Start of Dataset content

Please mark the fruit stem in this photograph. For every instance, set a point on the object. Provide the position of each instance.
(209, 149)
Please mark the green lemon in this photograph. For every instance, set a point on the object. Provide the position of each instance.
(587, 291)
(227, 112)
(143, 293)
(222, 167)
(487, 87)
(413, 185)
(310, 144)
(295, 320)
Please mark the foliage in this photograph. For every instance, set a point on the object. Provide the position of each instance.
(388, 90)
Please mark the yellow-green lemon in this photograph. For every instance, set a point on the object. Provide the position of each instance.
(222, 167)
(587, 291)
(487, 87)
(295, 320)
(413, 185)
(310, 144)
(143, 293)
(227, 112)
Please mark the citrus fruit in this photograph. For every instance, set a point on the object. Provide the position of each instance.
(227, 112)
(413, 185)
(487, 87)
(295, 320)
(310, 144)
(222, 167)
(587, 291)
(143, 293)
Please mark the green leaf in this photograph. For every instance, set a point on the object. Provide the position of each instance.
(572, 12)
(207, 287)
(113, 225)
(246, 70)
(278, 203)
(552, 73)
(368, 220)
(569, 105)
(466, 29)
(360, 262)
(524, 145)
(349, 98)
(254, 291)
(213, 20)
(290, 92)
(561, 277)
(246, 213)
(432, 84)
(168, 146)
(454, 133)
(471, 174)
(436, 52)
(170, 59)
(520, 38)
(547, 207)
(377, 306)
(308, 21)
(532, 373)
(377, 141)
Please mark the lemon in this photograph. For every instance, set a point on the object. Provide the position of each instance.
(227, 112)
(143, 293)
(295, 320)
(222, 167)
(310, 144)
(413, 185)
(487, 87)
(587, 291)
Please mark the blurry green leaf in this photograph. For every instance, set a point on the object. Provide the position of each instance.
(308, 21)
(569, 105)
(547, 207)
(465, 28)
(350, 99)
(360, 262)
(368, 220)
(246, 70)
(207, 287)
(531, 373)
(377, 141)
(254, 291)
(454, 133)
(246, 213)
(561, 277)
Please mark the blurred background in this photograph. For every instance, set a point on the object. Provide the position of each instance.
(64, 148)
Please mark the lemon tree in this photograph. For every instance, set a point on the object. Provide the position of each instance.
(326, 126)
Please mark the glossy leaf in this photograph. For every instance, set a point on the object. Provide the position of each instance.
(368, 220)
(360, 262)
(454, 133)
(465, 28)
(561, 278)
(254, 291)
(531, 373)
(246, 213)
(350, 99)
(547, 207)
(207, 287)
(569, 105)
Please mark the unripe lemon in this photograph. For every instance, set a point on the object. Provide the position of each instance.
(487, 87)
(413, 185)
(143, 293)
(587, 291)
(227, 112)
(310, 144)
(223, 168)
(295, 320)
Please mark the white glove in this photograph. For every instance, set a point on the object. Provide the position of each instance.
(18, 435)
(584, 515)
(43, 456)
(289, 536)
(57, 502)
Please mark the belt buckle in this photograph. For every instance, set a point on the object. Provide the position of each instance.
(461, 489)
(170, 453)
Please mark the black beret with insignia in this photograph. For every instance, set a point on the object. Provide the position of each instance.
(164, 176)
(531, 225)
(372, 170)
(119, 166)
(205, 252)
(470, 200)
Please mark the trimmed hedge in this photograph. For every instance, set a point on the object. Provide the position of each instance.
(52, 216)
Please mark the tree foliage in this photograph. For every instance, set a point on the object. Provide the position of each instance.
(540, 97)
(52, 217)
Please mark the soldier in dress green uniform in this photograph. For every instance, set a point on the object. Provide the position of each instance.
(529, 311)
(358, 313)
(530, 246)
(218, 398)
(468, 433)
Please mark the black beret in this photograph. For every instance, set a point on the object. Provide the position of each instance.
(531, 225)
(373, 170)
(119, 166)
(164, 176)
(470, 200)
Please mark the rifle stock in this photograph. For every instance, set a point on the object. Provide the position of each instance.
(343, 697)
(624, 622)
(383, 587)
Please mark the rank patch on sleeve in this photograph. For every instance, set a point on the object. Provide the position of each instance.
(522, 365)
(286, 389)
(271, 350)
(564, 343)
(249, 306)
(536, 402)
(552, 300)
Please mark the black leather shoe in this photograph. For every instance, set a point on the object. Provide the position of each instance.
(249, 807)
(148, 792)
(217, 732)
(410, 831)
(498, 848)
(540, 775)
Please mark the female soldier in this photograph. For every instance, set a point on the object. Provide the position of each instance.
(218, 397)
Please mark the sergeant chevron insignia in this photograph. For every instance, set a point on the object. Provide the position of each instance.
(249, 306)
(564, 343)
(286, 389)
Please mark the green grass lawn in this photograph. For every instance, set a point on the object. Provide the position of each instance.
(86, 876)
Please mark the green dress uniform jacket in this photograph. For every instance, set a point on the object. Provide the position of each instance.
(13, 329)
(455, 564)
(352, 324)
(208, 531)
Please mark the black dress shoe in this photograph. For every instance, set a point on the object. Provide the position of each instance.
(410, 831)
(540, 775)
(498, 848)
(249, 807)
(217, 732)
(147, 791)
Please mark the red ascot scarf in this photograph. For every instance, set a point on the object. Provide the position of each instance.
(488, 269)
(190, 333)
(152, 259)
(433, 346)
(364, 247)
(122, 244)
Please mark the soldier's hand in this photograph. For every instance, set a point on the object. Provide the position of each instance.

End of Dataset content

Would you set down all of the entries again, word for word?

Please mark the fruit stem in this photograph. For every instance, set a point on the object. Provide the position of each instance.
(209, 149)
Please mark the green lemon in this photograph. For every instance, set a point on the object. Provide the position of each instance.
(587, 291)
(227, 112)
(143, 293)
(222, 167)
(487, 87)
(413, 185)
(310, 144)
(295, 320)
Please mark the foliage in this photograph. For every instance, set a point on the object. Provide the position of each instance.
(388, 90)
Please mark the yellow-green lemon in this photograph. For every instance, set a point on the object. Provide the position of each instance.
(222, 167)
(587, 291)
(487, 87)
(295, 320)
(413, 185)
(310, 144)
(143, 293)
(227, 112)
Please mark the citrus fruit in this photograph. For every instance, set a point on the object. Provide the position of each instance.
(227, 112)
(413, 185)
(487, 87)
(295, 320)
(310, 144)
(222, 167)
(587, 291)
(143, 293)
Please mark the green leaf in this photograph. For every instance, set a point on the object. Provide the position of each instance.
(572, 12)
(207, 287)
(113, 225)
(246, 70)
(278, 203)
(552, 73)
(368, 220)
(569, 105)
(466, 29)
(360, 262)
(524, 145)
(349, 98)
(254, 291)
(213, 20)
(290, 92)
(561, 277)
(246, 213)
(432, 84)
(168, 146)
(454, 133)
(471, 174)
(436, 52)
(170, 59)
(520, 38)
(547, 207)
(377, 306)
(308, 21)
(532, 373)
(377, 141)
Please mark the lemon in this photograph. For every instance, set a point on the object. Provide the position of each instance.
(227, 112)
(143, 293)
(295, 320)
(222, 167)
(310, 144)
(413, 185)
(487, 87)
(587, 291)
Please mark the blurry green leaf in this photograph. For every instance, set a point on the object. Provide the position of each instance.
(308, 21)
(569, 105)
(547, 207)
(465, 28)
(350, 99)
(360, 262)
(368, 220)
(246, 70)
(207, 287)
(531, 373)
(377, 141)
(254, 291)
(454, 133)
(246, 213)
(561, 277)
Please mark the blurred background in this photograph. For every instance, set a point on the object. Provide the position of each instance.
(64, 148)
Please mark the lemon tree in this photograph. For every instance, set a point on the object. Provide the position of each instance.
(326, 126)
Please mark the glossy leaf in this photograph. For every instance, set a point on the object. Provide the position of each instance.
(368, 220)
(360, 262)
(454, 133)
(465, 28)
(561, 278)
(254, 291)
(531, 373)
(246, 213)
(350, 99)
(547, 207)
(207, 287)
(569, 105)
Please mark the unripe lemon in this photograph. For every instance, set a point on the object. Provide the position of each instance.
(487, 87)
(413, 185)
(143, 293)
(587, 291)
(227, 112)
(310, 144)
(223, 168)
(295, 320)
Please mark the white glove in this photograph. For every instance, set a point on the object. Provide the position of each instance.
(18, 435)
(584, 515)
(43, 456)
(289, 536)
(57, 502)
Please mark the belt buckle in this photograph. For every instance, set a point on the object. Provide the position of each instance.
(461, 489)
(170, 453)
Please mark the black beret with insignia in this photograph. For every instance, set a point on the object. Provide the position of each instance.
(164, 176)
(531, 225)
(372, 170)
(119, 166)
(205, 252)
(470, 200)
Please mark the trimmed hedge in this photograph. For every instance, set a point on the object. Provide the position of each instance.
(52, 216)
Please mark the tree foliage in this photograph. For every instance, set a point on the object. Provide the position of each instance.
(540, 97)
(52, 217)
Please mark the soldier in dress green uniform in this photograph. For every instance, set a point on the object. Provide the position of each instance.
(529, 311)
(358, 313)
(530, 246)
(218, 398)
(468, 433)
Please mark the black beret in this photograph. For every instance, set a point on the object. Provide the position of each instance.
(531, 225)
(373, 170)
(119, 166)
(164, 176)
(470, 200)
Please mark the rifle stock in this photograph. For every instance, set a point on the object. Provide the position of each instance.
(343, 697)
(624, 622)
(383, 587)
Please mark the rank patch on sleeve in this photograph. For every instance, set a point on the object. Provide the position of each instance.
(522, 365)
(286, 389)
(271, 350)
(564, 343)
(249, 306)
(536, 402)
(552, 300)
Please mark the black leather shoe in this photograph. For every instance, set a point on the object. Provide the position of each instance.
(249, 807)
(148, 792)
(217, 732)
(410, 831)
(498, 848)
(540, 775)
Please mark the female soldier in this photograph. For every instance, set a point on the object. Provide the position of each instance.
(218, 397)
Please mark the sergeant chevron insignia in this photograph. For every instance, set a point on the object. Provide the position of each instance.
(249, 306)
(564, 343)
(286, 389)
Please mark the green grass lawn in this photograph. For every instance, set a point on the object. Provide the position of each instance.
(86, 876)
Please mark the green dress uniform jacket in this photograph. For every instance, set a point on the object. Provide the position of each instance.
(13, 329)
(455, 564)
(352, 324)
(208, 531)
Please mark the black dress shoe in this photograph. For every instance, set a point on the object. Provide the position of each instance.
(410, 831)
(540, 775)
(498, 848)
(249, 807)
(217, 732)
(147, 791)
Please mark the red ascot scarf in this photograph. For every instance, set a point on the object. Provide the position of each instance.
(488, 269)
(190, 333)
(152, 259)
(433, 346)
(364, 247)
(122, 244)
Please mark the soldier's hand in this photograph. For every instance, set a point on the object. Provide the position of each instance.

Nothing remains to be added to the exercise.